_Given exercise_. Retype exactly the lines that run from the line with "Each instance of the navy" to the final line of the entries, keeping both ends and nothing else.

_Data rows_.
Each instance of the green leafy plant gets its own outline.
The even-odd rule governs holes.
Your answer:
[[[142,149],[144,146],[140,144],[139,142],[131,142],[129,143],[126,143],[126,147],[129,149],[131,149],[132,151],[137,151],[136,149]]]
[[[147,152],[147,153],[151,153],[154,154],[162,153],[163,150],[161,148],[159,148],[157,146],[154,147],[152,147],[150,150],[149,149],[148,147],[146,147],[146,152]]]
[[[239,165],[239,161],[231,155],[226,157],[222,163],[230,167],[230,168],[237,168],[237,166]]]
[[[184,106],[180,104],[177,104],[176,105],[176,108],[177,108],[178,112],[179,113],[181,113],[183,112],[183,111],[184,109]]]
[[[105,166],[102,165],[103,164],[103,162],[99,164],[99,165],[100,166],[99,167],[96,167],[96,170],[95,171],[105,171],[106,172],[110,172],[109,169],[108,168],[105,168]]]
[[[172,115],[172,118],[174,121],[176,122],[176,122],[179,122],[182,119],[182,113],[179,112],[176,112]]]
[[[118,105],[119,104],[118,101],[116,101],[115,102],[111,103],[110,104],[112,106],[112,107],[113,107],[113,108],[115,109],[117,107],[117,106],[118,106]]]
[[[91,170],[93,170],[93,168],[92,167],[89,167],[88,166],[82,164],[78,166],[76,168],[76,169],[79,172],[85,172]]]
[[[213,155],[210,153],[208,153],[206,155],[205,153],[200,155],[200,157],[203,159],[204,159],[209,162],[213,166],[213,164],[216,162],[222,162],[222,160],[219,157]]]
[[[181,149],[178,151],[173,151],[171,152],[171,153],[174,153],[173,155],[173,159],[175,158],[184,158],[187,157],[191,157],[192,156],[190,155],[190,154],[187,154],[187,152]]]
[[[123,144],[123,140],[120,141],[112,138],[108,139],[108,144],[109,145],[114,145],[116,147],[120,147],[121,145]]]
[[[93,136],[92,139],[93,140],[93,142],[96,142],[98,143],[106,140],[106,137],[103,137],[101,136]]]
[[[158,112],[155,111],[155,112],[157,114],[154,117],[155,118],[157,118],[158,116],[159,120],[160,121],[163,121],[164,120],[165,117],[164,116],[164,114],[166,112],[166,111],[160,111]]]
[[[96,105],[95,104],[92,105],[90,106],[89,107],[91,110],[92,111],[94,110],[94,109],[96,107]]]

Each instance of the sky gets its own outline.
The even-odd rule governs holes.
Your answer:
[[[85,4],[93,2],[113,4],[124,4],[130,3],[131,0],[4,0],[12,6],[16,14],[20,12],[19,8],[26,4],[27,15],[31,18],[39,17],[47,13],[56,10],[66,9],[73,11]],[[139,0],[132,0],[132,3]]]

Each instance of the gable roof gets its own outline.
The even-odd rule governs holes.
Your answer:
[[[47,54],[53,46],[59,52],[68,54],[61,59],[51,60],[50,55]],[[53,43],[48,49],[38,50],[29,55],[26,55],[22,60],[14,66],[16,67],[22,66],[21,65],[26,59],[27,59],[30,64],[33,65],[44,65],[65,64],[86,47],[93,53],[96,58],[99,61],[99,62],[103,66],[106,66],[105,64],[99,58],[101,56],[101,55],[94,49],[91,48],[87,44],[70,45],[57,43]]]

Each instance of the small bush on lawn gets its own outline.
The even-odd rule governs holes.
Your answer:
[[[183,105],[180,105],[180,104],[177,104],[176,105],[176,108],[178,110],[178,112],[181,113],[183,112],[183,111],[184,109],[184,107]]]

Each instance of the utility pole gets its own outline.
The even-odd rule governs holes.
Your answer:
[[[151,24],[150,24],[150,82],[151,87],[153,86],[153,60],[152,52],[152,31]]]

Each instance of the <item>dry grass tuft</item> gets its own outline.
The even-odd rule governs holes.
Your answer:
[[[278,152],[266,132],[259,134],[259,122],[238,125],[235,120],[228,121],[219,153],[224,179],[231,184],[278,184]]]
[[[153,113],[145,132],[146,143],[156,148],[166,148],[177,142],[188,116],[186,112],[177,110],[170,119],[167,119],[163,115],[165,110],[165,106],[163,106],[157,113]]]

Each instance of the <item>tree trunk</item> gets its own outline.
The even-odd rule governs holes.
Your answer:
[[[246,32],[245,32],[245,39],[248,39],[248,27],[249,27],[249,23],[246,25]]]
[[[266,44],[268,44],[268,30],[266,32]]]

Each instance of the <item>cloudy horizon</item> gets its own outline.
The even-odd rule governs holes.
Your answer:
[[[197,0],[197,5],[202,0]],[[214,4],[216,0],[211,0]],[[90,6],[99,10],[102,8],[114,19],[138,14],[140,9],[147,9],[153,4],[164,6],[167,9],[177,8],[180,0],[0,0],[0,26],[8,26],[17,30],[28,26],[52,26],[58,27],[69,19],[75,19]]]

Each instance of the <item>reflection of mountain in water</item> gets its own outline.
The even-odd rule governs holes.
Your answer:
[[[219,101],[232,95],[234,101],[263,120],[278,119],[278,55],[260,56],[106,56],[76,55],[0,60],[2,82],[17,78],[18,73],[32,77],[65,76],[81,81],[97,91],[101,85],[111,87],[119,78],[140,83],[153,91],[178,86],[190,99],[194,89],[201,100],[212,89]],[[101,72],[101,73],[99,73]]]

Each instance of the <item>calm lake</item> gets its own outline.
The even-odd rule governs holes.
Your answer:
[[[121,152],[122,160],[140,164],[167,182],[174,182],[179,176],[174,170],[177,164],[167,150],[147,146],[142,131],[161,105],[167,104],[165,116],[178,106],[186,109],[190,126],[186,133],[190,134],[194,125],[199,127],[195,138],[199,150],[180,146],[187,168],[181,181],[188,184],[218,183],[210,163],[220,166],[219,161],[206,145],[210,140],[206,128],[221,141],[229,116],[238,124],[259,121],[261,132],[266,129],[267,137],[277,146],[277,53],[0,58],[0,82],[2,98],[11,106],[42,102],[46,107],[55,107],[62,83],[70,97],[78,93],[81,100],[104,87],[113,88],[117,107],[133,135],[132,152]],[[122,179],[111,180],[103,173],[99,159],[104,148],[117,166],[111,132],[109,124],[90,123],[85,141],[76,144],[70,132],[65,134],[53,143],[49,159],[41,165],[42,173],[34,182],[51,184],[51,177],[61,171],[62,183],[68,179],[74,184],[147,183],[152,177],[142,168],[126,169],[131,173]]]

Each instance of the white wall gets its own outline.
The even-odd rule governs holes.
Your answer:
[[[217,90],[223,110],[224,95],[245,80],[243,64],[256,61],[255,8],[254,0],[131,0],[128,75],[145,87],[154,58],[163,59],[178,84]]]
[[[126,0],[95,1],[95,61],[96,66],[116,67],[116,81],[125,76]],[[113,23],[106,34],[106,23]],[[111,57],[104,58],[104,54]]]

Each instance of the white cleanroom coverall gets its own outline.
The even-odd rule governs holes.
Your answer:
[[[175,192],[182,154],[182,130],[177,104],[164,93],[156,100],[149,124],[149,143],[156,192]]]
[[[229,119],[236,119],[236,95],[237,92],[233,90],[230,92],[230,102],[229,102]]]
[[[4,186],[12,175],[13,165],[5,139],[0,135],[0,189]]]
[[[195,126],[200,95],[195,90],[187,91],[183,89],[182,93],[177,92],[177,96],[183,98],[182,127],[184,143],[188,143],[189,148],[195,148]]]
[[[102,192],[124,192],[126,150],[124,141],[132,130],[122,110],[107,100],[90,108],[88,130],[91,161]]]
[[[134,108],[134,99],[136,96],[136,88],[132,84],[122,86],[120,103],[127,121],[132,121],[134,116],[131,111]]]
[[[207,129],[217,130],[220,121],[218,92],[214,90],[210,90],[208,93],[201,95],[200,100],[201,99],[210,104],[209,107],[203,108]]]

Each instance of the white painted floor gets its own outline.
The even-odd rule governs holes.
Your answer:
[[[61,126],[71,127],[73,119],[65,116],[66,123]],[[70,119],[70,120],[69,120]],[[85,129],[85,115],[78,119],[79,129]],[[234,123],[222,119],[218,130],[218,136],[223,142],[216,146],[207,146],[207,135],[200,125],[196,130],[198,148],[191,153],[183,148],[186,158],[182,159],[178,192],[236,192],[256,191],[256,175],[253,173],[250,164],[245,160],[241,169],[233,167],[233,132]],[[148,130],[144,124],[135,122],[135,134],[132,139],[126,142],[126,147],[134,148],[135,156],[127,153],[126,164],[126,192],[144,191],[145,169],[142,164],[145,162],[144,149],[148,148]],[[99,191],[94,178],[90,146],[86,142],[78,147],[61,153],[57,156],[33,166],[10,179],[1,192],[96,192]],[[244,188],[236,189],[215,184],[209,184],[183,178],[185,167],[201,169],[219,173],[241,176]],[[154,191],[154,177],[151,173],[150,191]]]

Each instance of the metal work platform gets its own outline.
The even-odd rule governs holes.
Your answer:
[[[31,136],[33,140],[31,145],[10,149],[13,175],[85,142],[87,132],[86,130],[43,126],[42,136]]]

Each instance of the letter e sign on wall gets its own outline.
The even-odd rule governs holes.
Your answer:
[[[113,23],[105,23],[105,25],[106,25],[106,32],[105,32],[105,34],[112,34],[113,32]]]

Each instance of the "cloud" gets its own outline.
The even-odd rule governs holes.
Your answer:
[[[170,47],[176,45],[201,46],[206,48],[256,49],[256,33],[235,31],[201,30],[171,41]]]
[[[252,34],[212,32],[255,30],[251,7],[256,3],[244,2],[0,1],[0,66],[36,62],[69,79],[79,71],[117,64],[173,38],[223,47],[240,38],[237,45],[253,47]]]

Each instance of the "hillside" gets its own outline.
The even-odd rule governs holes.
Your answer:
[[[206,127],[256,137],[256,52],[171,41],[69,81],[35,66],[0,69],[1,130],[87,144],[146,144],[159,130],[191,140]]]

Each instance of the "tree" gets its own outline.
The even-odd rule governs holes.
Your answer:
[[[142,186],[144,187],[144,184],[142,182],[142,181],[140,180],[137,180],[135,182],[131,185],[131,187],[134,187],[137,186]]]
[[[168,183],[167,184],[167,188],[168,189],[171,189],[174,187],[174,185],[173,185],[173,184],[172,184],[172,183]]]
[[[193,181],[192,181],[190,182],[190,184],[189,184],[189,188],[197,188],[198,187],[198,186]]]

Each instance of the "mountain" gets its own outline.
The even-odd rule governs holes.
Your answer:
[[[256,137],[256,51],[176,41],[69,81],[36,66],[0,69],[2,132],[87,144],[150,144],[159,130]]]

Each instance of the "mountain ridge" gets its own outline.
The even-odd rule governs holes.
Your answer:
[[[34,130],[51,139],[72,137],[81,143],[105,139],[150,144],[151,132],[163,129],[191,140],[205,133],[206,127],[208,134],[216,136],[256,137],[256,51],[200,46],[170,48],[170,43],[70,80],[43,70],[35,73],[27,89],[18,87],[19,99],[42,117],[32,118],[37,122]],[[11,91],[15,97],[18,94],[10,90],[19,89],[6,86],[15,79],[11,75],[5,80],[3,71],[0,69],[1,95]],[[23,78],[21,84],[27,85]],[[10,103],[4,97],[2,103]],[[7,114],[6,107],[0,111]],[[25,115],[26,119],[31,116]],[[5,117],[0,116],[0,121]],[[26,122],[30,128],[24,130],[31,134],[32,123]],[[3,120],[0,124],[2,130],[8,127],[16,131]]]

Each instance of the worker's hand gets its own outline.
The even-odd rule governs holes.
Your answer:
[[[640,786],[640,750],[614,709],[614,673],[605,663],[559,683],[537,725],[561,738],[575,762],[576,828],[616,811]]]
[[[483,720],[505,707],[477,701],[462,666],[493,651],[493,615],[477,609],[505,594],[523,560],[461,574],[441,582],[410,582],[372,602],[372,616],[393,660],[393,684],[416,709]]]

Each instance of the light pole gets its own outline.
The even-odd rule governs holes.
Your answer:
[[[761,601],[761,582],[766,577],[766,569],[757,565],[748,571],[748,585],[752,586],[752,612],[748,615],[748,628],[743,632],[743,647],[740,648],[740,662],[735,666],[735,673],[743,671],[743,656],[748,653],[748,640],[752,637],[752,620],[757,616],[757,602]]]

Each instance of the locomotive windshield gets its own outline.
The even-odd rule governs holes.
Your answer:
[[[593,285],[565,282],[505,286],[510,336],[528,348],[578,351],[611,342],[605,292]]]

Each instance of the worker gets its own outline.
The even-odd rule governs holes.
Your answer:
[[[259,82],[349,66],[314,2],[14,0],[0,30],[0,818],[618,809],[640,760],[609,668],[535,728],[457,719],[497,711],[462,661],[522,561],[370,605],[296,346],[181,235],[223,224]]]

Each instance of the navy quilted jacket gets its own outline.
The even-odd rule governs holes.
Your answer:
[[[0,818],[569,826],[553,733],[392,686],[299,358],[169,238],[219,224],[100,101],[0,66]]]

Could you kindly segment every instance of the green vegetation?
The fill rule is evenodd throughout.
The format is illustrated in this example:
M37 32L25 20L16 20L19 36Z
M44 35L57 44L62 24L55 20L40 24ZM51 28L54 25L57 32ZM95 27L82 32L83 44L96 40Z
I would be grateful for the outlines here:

_Solution for this problem_.
Each instance of the navy quilted jacket gets its own outline.
The even-odd rule governs holes.
Your answer:
[[[0,818],[569,826],[553,733],[392,686],[299,358],[169,238],[219,224],[100,101],[0,66]]]

Could you kindly segment every instance of the green vegetation?
The fill rule is evenodd throughout.
The format is illustrated in this example:
M37 32L25 20L16 20L19 36Z
M44 35L57 44L62 24L55 20L40 24ZM51 28L54 25L57 32ZM95 27L82 32L83 44L96 40Z
I would be grateful for the outlines here:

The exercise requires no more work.